-- start of Text excerpt --
1. Exception: An unwanted or unexpected event that occurs during the execution of a
program, disrupting the normal flow of instructions.
2. Types of Exceptions:
- Checked Exceptions: Exceptions that are checked at compile-time (e.g., `IOException`,
`SQLException`).
- Unchecked Exceptions: Exceptions that are not checked at compile-time (e.g.,
`ArithmeticException`, `NullPointerException`).
- Errors: Serious problems that a reasonable application should not try to catch (e.g.,
`OutOfMemoryError`, `StackOverflowError`).

3. Keywords:
- try: The block of code that might throw an exception.
- catch: The block of code that handles the exception.
- finally: The block of code that is always executed, regardless of whether an exception is
thrown or not.
- throw: Used to explicitly throw an exception.
- throws: Used to declare an exception.

Why Use Exception Handling?

- Improves Program Reliability: By handling exceptions, you can provide meaningful error
messages and ensure the program continues to run.
-- end of Text excerpt --
-- start of Given information --
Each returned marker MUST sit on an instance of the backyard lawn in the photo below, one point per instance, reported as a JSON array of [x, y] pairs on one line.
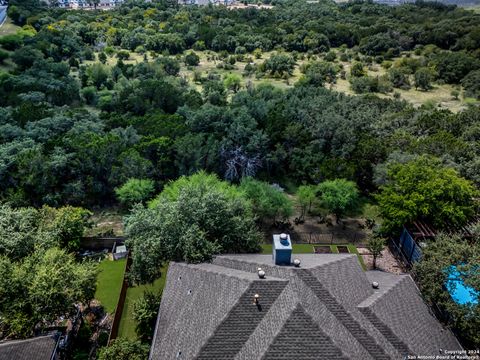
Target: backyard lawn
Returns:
[[109, 283], [308, 249], [127, 324]]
-- end of Given information --
Given problem:
Decide whether each statement below agrees with the exception handling text, and answer yes or no with the deciding words of the text quoted exactly.
1. Checked exceptions are checked at compile-time.
2. The finally block runs only when an exception is thrown.
3. `NullPointerException` is given as an example of a checked exception.

Output:
1. Yes: "Exceptions that are checked at compile-time"
2. No: "always executed, regardless of whether an exception is thrown or not"
3. No: "Exceptions that are not checked at compile-time (e.g., `ArithmeticException`, `NullPointerException`)"